Sunday, August 25, 2013

Genesis: The Unboxening

Welcome back, readers! (Both of you.) I have tidings of great gaming cheer to report. A few days ago, a member of the Talking Time forum was looking to trim down his collection, and offered his Genesis and a handful of games for the price of shipping. Being a fan of the system since... well, forever, I jumped on the chance to claim it for myself. Sure, I already own a Genny, but I could always use more games and accessories, and that stuff has gotten seriously hard to find at pawn shops and yard sales. Yesterday, I scoured a local town during an annual summer festival- peak garage sale conditions- and turned up a single Sega Genesis item, a lonely copy of Pac-Man 2. That's what I call slim pickens.

So you can understand why I'd be grateful to have a shot at a big Genesis score, regardless of how that opportunity presented itself. I sent the seller the eight dollars he requested, and just two days later, it arrived on my doorstep, as if it had been delivered by Sonic himself. Let's take a peek inside, shall we?


That's a promising start! Many of the games in the package included the box and instructions. The great thing about Genesis collecting is that the games are complete as often as not, thanks to the sturdy plastic cases they were shipped in for most of the system's life. Unfortunately, later titles like the ill-considered port of The Art of Fighting came in the same flimsy cardboard boxes that Super NES games always had, a move Sega defended as "environmentally friendly" but I'd personally describe as "a huge load of bullshit." The plastic cases might find their way to a landfill, but if my twenty-five years of collecting have taught me anything, the cardboard boxes are destined for one.


Also included in the package were two three button controllers, standard equipment for the Genesis in its early years. These joypads seem perfectly ordinary at first glance, but one of them holds a pleasant surprise. While the one on the left has the usual thumb-wrecking hard plastic D-pad with barely any throw, the one on the right is rubberized and rocks on a central pivot. It's the same design Sega used in its brilliant six button Arcade Pad as well as the Saturn's stock controller, and I had no idea that it ever found its way to the old three button controllers. I originally planned to hack both of these joypads for other projects, but now I'm having second thoughts...


Here's the system itself, a standard model two Genesis. I prefer the design of the original, with its wide frame, circle-rimmed cartridge port, and the promise of "high-definition graphics" on the front, but at least this one doesn't take up much space and plays nice with the later model of the Sega CD. Both models are a quantum leap ahead of the third model, which could nearly fit in a man's pocket but sacrifices all but the most basic functionality to squeeze into that tiny package. (You know, kind of like that Canadian Wii released a few months ago.)


Let's look at the games. Oh god, not this one! I mentioned Heavy Nova in a previous update, but never gave it the thrashing it so richly deserves, so let's open that overdue can of whoopass. What first appears to be a thrilling action game with a strong anime influence quickly devolves into a boring slog spread across two play styles... a sluggish, frustrating platformer and a versus fighter that adds the -anical to mech and puts the "ass" in molasses. After your fifth slow-motion smackdown at the hands of a "Heavy Doll" (really, Micronet? Really?), you'll want to set the cartridge under your opponent's ten ton heel. Problem is, it might take a few years for the mech to step on it.

[Data records]
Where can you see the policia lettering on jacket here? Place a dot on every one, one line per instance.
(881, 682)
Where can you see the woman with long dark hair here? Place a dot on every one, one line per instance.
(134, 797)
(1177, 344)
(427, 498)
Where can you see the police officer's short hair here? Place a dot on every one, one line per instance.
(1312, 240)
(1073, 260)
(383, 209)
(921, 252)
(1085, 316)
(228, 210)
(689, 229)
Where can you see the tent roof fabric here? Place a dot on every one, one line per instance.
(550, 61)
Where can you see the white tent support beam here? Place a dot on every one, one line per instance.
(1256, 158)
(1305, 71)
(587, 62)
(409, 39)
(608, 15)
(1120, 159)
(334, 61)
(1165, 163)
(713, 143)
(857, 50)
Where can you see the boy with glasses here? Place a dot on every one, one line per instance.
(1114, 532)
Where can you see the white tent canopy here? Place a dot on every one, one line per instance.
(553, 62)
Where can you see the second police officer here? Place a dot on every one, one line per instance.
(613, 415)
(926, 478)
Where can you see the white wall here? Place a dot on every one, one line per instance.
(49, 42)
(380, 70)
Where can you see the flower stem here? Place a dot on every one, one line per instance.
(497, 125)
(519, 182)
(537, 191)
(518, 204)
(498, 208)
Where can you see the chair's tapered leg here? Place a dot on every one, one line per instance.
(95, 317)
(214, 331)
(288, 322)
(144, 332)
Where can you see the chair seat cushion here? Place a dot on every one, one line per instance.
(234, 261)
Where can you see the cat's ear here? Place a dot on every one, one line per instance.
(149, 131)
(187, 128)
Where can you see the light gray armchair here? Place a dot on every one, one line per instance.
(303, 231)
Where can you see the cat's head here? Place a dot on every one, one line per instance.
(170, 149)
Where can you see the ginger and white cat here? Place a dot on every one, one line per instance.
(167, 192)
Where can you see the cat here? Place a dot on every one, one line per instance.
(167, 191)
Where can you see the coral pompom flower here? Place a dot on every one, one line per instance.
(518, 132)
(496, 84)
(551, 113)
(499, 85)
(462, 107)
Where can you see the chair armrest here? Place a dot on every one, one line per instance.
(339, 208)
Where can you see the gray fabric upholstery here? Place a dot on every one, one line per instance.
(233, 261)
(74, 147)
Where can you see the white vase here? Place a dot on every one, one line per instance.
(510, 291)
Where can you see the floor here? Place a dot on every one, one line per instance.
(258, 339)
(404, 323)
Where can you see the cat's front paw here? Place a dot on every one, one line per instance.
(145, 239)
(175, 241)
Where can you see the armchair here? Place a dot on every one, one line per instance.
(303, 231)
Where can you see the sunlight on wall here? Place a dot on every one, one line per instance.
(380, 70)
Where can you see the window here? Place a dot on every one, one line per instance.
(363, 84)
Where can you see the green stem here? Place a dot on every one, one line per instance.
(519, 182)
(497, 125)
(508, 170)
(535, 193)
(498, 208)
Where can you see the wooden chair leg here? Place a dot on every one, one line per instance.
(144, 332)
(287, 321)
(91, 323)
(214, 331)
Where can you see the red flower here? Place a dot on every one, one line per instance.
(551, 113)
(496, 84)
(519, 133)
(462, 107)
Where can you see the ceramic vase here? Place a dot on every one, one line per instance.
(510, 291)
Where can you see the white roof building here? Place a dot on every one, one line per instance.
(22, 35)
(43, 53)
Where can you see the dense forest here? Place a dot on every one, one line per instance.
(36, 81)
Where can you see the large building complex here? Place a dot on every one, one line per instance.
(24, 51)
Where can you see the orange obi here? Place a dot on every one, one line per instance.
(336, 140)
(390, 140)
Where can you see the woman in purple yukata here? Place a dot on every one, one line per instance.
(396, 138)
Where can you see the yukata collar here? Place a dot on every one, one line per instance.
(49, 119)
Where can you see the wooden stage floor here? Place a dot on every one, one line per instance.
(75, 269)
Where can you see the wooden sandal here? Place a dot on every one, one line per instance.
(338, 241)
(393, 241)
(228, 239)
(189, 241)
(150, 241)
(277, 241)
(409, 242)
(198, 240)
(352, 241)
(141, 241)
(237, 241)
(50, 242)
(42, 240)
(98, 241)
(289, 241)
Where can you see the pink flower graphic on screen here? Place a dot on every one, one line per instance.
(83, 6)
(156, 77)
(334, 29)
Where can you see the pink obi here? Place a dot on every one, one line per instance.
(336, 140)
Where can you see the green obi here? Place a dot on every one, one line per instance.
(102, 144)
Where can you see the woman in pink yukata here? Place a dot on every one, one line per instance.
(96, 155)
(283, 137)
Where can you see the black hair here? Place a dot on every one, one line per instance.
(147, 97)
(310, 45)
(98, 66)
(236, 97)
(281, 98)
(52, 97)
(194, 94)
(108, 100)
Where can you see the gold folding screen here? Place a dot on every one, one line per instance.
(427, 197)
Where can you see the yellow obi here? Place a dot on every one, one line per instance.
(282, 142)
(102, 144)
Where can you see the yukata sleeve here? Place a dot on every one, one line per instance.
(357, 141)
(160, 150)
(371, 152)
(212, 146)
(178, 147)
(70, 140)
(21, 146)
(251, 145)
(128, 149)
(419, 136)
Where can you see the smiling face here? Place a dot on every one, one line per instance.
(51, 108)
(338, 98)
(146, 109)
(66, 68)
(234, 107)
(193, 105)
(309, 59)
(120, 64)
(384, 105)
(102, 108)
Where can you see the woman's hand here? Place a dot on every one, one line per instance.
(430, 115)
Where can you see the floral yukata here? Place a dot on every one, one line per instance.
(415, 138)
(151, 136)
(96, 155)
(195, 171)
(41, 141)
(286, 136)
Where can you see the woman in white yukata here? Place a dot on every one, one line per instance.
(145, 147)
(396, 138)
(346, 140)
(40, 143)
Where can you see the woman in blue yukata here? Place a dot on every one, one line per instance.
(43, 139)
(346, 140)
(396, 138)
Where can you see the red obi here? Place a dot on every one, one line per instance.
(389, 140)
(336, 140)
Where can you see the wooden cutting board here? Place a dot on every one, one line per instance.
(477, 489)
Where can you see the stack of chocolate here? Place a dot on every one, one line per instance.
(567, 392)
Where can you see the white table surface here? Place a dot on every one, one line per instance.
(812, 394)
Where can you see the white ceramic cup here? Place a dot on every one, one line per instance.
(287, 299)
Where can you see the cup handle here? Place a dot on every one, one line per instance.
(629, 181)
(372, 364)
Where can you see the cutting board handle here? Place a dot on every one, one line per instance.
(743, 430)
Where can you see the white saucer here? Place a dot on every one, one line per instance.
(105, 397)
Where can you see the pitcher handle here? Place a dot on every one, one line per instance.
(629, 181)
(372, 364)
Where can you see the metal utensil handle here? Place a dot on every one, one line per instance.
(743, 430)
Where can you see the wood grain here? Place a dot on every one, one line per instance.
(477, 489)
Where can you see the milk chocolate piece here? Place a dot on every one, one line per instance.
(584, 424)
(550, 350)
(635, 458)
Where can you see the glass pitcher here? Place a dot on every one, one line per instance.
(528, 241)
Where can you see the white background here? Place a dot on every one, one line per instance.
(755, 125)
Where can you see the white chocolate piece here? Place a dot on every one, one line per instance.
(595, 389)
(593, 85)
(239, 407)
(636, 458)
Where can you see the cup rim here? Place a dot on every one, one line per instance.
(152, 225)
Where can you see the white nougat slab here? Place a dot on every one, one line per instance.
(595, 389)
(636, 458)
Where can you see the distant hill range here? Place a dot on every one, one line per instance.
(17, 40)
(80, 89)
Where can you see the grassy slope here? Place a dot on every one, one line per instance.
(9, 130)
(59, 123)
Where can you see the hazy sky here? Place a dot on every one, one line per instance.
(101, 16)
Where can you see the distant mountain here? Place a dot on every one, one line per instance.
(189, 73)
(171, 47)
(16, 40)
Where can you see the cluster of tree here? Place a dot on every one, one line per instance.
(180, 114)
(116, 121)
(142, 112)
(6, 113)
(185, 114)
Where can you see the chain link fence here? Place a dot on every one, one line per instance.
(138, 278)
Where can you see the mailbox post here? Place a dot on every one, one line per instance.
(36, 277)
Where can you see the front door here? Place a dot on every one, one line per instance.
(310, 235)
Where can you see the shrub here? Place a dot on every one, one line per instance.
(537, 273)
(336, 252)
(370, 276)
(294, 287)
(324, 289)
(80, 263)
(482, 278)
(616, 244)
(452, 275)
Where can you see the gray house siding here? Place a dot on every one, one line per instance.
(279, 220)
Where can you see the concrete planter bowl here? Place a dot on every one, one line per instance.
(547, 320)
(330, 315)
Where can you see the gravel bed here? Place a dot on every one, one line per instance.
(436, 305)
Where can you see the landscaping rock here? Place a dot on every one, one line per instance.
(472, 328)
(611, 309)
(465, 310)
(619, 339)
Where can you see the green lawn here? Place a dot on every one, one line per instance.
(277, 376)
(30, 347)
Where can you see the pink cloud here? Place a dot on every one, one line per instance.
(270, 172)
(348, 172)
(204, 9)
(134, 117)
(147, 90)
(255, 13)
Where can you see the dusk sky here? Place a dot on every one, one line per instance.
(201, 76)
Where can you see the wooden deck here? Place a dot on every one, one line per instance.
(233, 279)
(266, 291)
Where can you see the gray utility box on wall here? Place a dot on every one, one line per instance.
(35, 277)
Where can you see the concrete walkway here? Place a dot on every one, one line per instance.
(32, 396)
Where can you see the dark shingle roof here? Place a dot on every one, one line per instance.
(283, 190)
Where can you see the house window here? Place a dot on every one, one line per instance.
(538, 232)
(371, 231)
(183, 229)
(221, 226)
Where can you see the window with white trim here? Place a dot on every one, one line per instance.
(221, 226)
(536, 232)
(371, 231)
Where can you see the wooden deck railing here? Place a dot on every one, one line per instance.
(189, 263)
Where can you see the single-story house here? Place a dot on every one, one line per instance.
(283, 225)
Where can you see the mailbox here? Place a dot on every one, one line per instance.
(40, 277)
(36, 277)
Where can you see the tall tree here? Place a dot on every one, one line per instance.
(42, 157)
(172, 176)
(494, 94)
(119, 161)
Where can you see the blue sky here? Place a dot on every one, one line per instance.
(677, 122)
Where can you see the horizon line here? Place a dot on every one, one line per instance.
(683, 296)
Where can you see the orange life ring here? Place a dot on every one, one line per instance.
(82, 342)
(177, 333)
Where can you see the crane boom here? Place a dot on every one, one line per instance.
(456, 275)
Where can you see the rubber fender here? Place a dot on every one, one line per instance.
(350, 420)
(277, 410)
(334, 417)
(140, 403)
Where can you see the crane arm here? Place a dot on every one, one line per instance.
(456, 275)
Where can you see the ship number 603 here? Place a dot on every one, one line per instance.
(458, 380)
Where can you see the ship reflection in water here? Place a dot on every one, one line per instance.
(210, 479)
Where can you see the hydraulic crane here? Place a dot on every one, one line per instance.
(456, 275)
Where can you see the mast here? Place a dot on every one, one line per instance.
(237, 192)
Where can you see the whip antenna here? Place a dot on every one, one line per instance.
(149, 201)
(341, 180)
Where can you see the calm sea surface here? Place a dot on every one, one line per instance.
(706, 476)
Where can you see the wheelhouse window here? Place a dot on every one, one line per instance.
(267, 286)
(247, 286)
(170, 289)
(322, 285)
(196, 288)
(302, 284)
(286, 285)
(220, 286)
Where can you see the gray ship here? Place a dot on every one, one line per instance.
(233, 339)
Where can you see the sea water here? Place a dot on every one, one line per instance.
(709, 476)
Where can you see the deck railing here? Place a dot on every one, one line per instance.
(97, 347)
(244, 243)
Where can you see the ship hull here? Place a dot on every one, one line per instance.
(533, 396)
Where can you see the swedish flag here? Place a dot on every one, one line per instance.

» **PROBLEM STATEMENT**: Using the Genesis unboxing post, decide whether each statement agrees with it: 1. The seller asked for eight dollars. 2. Both controllers in the package had a rubberized D-pad. 3. The system in the package was the original model of the Genesis. Answer yes or no for each, and quote the words from the post that decide it.

» **SOLUTION TO THIS EXERCISE**:
1. Yes: "I sent the seller the eight dollars he requested"
2. No: "While the one on the left has the usual thumb-wrecking hard plastic D-pad with barely any throw, the one on the right is rubberized"
3. No: "Here's the system itself, a standard model two Genesis."